_SOURCE DATA_

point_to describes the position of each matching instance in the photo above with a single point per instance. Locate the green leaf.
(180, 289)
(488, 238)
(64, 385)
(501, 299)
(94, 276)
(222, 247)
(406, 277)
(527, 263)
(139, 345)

_AIM OF THE TASK_
Copy out the entries above without altering a single character.

_WRITTEN ANSWER_
point_to describes the position of each matching instance in the photo above with a single point per instance. Locate the green leaf.
(180, 289)
(488, 238)
(64, 385)
(501, 299)
(94, 276)
(222, 247)
(406, 277)
(527, 263)
(139, 345)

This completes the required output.